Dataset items

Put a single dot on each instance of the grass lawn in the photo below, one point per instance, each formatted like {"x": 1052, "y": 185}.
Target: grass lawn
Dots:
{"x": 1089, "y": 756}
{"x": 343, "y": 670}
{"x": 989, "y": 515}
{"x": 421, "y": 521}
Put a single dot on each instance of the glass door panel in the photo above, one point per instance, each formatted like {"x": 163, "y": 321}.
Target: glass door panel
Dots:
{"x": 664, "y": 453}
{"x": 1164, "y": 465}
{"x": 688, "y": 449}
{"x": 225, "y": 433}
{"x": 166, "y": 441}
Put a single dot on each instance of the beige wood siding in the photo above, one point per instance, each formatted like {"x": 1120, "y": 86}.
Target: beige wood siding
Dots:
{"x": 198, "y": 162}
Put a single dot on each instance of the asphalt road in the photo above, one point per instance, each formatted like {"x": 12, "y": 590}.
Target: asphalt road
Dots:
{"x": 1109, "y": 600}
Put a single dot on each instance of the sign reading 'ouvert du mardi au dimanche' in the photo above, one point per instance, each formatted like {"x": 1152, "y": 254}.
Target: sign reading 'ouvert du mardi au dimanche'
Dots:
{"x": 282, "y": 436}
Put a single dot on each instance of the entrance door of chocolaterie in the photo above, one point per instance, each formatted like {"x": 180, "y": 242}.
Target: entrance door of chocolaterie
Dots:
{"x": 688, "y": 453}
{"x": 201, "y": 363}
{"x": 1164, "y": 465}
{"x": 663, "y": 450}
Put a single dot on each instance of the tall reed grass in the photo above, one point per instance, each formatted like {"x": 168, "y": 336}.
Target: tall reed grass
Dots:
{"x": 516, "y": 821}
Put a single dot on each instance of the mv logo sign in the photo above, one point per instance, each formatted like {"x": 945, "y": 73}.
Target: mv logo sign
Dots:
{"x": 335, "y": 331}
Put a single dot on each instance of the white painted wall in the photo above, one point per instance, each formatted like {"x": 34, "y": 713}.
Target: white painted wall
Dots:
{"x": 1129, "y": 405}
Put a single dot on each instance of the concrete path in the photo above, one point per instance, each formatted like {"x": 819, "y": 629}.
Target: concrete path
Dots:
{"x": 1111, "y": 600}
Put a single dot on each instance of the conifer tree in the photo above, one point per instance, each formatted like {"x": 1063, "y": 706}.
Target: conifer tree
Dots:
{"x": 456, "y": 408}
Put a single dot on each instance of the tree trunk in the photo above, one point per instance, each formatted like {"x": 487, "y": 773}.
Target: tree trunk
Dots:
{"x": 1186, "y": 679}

What is required:
Could you retype every line of the data exactly?

Expected answer:
Put a single dot on each instance of the grass lawn in the photo below, one point per instance, each formatted like {"x": 1052, "y": 185}.
Target: grass lawn
Dots:
{"x": 1089, "y": 756}
{"x": 343, "y": 670}
{"x": 989, "y": 515}
{"x": 421, "y": 521}
Put a single dot on each instance of the glass door panel in the photo above, one point per instance, each formatted like {"x": 163, "y": 321}.
Target: glass door panel
Dots:
{"x": 664, "y": 453}
{"x": 1164, "y": 465}
{"x": 688, "y": 449}
{"x": 225, "y": 433}
{"x": 166, "y": 441}
Put a single dot on each instance of the beige wood siding in the photo above, one point per instance, each formatted like {"x": 1120, "y": 86}.
Target: beige wood siding
Dots:
{"x": 198, "y": 162}
Put a single dot on each instance of the asphalt road in the photo above, one point per instance, each formatted like {"x": 12, "y": 590}.
Target: asphalt road
Dots:
{"x": 1109, "y": 600}
Put a single dot on each instance of the sign reading 'ouvert du mardi au dimanche' in the photo above, one point per instance, each formatted like {"x": 1152, "y": 254}.
Target: sign reading 'ouvert du mardi au dimanche'
Dots:
{"x": 282, "y": 436}
Put a single dot on each instance of the entrance door of chocolaterie in the photo above, one point per instance, each formatted like {"x": 180, "y": 242}.
Target: entrance door of chocolaterie
Dots:
{"x": 688, "y": 453}
{"x": 201, "y": 363}
{"x": 1164, "y": 465}
{"x": 663, "y": 450}
Put a single dot on each instance of the tall reed grass in the photo above, one point per instance, each formatted like {"x": 168, "y": 336}.
Target: tall reed grass
Dots:
{"x": 516, "y": 821}
Put a single dot on each instance of the mv logo sign in the photo above, one point per instance, each formatted like {"x": 945, "y": 73}.
Target: mv logo sign
Dots:
{"x": 335, "y": 331}
Put a single dot on each instance of the white painted wall in the photo above, one point per instance, each formatted like {"x": 34, "y": 713}.
Target: white painted wall
Dots:
{"x": 1129, "y": 405}
Put a single dot on each instance of the concrete path in the photo above, one point per instance, each formatted like {"x": 819, "y": 629}.
Target: concrete path
Dots:
{"x": 1111, "y": 600}
Put a single dot on each instance of the conifer tree in the photo above, one point per instance, each formatted like {"x": 1063, "y": 706}.
Target: conifer tree
Dots:
{"x": 456, "y": 408}
Put a single dot on each instance of the tree trunk in the photo above, one point per instance, each formatted like {"x": 487, "y": 773}.
Target: tree trunk
Dots:
{"x": 1186, "y": 679}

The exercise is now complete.